*** RECORDED DATA ***

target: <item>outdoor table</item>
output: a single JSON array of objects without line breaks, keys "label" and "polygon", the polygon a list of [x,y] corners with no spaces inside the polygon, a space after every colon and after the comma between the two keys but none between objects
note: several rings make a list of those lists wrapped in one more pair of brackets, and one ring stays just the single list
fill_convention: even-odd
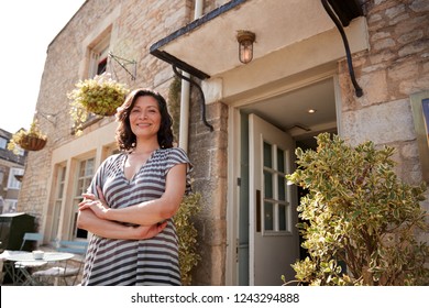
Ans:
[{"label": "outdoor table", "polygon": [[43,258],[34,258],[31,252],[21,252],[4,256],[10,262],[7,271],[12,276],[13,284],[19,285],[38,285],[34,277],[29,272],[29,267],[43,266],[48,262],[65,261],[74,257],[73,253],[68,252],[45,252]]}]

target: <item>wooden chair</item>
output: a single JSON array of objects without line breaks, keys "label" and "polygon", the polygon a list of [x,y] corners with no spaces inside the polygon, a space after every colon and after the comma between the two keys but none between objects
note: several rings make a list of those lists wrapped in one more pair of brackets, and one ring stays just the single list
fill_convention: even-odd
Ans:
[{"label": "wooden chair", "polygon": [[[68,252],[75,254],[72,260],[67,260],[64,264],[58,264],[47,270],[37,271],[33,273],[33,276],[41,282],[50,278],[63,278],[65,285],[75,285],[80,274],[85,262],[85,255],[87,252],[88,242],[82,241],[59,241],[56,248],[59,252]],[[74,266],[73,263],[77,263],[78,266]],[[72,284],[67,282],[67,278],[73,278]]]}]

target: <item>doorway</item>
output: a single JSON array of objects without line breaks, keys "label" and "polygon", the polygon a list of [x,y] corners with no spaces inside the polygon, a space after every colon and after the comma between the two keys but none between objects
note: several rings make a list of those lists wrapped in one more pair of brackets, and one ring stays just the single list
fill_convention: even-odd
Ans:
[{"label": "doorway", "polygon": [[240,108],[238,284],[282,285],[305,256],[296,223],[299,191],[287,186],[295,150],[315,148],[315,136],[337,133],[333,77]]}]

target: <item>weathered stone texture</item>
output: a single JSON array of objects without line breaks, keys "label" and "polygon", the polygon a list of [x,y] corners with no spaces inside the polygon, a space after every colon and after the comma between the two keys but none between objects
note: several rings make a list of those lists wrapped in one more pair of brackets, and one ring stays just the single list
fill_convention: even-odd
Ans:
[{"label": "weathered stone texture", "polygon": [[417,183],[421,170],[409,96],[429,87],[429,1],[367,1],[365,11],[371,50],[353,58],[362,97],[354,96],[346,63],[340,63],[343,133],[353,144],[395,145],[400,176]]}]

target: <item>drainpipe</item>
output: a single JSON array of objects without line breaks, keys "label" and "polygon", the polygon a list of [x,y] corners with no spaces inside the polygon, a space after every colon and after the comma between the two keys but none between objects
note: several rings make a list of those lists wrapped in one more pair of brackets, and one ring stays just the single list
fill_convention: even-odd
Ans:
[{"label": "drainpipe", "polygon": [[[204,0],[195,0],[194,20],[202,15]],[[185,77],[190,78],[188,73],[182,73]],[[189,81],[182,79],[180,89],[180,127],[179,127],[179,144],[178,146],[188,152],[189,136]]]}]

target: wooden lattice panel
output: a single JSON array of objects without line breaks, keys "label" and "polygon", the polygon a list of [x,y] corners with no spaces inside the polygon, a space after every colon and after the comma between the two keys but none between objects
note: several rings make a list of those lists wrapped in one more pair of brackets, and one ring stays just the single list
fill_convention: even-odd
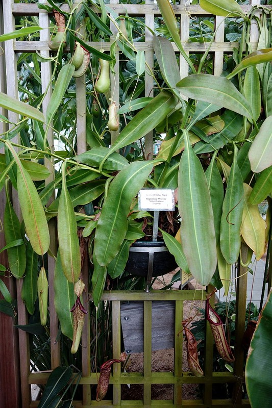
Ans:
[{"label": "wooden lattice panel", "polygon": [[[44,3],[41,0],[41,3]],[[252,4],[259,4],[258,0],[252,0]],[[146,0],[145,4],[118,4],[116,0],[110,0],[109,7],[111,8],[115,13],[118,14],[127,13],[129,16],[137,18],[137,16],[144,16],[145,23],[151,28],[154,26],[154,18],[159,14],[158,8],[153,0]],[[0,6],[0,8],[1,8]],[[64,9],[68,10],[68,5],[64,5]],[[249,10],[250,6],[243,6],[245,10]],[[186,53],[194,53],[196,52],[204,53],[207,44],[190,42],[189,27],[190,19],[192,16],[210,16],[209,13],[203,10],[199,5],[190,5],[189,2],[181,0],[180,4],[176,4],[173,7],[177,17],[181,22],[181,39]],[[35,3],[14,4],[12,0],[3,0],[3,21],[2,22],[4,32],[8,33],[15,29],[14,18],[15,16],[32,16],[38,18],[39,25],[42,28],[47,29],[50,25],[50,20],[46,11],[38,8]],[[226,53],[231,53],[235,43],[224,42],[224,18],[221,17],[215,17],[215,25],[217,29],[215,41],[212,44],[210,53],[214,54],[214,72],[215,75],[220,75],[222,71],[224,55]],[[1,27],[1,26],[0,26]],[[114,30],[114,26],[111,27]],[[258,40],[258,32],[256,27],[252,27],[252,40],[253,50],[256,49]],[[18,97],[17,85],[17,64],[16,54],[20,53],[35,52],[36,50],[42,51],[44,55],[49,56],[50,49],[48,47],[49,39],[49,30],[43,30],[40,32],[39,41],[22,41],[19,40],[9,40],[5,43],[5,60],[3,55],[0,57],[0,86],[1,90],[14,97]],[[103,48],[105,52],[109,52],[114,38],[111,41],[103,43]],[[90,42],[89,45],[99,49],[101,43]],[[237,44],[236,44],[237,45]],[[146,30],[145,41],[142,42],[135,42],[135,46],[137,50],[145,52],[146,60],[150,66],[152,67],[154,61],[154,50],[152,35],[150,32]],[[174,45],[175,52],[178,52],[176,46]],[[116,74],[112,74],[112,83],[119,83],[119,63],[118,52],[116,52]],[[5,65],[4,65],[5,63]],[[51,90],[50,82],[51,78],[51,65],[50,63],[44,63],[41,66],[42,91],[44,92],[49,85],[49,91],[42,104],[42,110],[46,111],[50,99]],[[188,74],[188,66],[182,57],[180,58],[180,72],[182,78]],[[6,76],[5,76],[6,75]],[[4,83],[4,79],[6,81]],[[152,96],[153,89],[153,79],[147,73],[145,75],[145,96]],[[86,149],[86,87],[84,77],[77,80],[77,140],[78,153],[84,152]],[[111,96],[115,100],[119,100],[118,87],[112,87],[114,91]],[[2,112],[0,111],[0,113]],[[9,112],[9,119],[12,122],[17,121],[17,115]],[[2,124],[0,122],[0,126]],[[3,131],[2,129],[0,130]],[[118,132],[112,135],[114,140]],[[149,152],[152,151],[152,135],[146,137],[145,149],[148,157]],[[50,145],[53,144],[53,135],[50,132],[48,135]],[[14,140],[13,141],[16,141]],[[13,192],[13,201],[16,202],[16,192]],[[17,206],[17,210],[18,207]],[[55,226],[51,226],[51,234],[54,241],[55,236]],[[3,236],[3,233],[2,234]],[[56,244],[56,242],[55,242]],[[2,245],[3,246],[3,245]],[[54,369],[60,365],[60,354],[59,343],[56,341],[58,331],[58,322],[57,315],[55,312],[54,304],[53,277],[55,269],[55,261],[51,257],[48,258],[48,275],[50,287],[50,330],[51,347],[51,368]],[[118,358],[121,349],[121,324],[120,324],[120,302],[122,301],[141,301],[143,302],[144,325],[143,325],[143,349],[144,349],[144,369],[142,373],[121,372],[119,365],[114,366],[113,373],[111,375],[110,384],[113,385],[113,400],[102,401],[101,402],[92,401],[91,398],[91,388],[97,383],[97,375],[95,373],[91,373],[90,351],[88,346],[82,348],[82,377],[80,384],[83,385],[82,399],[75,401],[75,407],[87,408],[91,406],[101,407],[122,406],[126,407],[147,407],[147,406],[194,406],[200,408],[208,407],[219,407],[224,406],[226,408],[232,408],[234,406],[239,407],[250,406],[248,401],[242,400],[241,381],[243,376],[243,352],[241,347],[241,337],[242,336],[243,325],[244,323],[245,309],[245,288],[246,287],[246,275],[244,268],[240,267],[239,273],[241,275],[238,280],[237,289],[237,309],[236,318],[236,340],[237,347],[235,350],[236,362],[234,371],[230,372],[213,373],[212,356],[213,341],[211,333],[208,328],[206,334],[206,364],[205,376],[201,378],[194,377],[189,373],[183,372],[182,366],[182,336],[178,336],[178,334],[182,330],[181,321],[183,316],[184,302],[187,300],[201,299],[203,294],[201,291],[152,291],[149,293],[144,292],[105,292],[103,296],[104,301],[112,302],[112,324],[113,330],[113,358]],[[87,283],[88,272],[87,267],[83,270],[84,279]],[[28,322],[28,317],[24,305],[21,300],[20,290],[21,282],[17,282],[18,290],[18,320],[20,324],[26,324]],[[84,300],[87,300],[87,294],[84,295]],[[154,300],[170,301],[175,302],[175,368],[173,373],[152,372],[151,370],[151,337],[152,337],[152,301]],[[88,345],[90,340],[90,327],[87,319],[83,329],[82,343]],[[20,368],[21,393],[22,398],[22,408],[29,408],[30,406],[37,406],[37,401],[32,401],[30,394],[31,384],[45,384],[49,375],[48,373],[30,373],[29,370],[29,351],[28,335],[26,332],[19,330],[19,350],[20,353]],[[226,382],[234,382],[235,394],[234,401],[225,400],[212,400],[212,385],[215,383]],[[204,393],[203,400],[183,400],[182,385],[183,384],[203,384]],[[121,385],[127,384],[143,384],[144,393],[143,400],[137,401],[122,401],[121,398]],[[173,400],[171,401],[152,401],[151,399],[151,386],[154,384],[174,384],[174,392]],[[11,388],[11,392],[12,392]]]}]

***
*** RECORDED DATA ***

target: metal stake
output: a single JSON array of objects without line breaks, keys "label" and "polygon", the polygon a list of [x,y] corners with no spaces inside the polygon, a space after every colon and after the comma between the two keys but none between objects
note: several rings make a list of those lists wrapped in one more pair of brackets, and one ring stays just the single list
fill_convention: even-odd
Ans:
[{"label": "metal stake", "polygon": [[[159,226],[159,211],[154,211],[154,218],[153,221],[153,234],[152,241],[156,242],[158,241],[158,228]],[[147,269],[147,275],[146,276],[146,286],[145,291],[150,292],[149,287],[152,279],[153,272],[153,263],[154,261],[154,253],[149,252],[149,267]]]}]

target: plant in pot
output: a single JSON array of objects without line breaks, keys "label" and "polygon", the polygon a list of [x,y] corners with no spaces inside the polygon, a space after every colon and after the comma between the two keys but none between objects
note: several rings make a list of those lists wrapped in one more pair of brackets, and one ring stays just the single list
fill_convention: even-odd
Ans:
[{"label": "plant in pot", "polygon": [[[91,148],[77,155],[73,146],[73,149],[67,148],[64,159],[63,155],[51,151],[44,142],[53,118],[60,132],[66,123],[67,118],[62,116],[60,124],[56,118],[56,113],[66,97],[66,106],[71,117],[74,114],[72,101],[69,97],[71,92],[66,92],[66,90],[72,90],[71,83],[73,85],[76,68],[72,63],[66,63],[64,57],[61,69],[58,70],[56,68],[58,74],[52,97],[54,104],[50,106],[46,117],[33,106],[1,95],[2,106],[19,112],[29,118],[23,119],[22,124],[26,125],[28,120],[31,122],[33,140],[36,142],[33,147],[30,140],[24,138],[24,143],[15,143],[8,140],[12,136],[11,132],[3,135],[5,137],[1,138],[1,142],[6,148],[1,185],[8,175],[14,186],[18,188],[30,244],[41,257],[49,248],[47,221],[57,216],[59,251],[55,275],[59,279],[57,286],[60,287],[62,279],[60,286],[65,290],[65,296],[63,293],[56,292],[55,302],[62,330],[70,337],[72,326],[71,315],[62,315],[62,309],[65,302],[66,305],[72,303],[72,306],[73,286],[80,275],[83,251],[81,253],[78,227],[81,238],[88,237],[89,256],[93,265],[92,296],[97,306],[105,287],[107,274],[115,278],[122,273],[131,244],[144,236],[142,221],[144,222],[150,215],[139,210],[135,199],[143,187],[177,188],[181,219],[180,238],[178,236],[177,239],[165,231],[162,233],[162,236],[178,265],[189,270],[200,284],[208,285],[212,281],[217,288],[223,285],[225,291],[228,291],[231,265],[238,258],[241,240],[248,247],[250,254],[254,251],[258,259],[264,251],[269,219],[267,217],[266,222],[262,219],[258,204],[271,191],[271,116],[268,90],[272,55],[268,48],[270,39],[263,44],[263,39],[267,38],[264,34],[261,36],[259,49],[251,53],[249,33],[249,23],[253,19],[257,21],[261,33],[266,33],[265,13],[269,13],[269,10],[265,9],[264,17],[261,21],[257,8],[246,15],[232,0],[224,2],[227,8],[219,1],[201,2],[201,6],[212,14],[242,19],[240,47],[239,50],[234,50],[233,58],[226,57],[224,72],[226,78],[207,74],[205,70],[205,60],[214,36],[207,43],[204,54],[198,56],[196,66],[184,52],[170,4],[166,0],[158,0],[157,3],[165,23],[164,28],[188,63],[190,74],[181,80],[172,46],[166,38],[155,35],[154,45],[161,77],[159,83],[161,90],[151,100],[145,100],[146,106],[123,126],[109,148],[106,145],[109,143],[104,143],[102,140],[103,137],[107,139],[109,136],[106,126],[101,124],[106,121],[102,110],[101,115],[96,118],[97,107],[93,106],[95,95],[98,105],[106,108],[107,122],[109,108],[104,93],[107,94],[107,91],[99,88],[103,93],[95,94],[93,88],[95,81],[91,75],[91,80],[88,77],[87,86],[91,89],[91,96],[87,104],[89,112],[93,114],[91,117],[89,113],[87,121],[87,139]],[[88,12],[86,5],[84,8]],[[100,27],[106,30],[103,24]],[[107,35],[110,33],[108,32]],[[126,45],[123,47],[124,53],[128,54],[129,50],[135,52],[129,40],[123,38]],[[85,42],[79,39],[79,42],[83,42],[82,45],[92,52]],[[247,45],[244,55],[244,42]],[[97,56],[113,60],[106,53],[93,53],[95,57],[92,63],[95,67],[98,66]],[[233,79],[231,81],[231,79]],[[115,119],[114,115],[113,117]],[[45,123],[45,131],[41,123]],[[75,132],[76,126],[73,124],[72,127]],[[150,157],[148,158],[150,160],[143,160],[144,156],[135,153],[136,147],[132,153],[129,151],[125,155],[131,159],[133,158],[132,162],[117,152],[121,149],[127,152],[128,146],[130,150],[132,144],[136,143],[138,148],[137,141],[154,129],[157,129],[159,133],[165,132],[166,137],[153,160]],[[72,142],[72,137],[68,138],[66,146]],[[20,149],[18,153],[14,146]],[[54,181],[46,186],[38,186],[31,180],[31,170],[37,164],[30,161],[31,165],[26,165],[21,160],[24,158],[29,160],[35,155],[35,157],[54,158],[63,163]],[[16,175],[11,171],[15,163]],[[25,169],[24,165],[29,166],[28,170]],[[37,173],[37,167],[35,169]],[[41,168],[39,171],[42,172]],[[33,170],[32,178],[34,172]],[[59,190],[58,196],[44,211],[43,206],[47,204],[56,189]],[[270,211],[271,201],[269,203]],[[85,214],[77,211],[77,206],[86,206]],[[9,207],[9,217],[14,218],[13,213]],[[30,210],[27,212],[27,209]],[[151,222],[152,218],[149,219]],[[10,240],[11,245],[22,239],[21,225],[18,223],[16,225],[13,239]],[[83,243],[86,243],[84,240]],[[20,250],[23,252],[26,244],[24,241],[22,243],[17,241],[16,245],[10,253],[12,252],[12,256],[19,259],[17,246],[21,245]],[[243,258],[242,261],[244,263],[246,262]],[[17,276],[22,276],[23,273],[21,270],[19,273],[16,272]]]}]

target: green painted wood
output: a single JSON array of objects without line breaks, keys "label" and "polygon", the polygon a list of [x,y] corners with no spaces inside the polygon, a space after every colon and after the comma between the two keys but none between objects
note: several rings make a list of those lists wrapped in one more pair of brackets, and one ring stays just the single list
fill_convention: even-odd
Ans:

***

» **YOUR TASK**
How many lines in the entries above contain the word "weathered"? Case counts, and give only the number.

» **THE OUTPUT**
2